Task list =
A – In the forum thread about the Grandmaster Amante Marinas Sr. interview, which martial art is Amante P. Marinas Sr. named as the founder of?
B – Carry on the forum thread about the Grandmaster Amante Marinas Sr. interview, starting right after the last heading it shows.

# GM Amante Marinas Sr. Interview



## gurojiang (Jun 11, 2007)

Have any of you studied Pananandata?

There is an interview here http://fmaworld.com/summary.php of Pananandata Marinas founder Grandmaster Amante P. Marinas Sr.

Happy to be a part of this forum. Looking forward to learning from all of you.

-Kevin


----------



## Guro Harold (Jun 12, 2007)

gurojiang said:


> Have any of you studied Pananandata?
> 
> There is an interview here http://fmaworld.com/summary.php of Pananandata Marinas founder Grandmaster Amante P. Marinas Sr.
> 
> ...


 
Hi Kevin,

Thanks for the info and welcome to MT!!!

-Palusut


----------



## Brian R. VanCise (Jun 12, 2007)

Dataset excerpt =

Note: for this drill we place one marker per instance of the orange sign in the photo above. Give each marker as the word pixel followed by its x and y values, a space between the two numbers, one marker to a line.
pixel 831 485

Responses in order =
A – Pananandata Marinas.

B –
Thanks and welcome to MartialTalk!


----------



## tshadowchaser (Jun 12, 2007)

Welcome to MT

Thanks for that link. An interesting interview


----------



## arnisador (Jun 12, 2007)

Welcome! It's always good to see a fellow FMAer!


----------



## Darth F.Takeda (Jun 14, 2007)

For a short time he taught out of our Sensei's  Rt  3 Dojo in Fredricksberg, Va.

 A really nice guy.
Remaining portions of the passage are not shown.